Задание: Оформите все строки данных ниже в виде нумерованного списка, пустые строки пропустите.

Данные:

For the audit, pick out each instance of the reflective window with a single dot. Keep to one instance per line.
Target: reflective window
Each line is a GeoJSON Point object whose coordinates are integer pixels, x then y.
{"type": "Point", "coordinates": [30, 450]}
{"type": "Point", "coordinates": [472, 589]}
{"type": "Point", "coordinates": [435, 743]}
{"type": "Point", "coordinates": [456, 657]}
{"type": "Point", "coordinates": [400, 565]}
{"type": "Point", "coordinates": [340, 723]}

Письменный ответ:
1. For the audit, pick out each instance of the reflective window with a single dot. Keep to one instance per line.
2. Target: reflective window
3. Each line is a GeoJSON Point object whose coordinates are integer pixels, x then y.
4. {"type": "Point", "coordinates": [30, 450]}
5. {"type": "Point", "coordinates": [472, 589]}
6. {"type": "Point", "coordinates": [435, 743]}
7. {"type": "Point", "coordinates": [456, 657]}
8. {"type": "Point", "coordinates": [400, 565]}
9. {"type": "Point", "coordinates": [340, 723]}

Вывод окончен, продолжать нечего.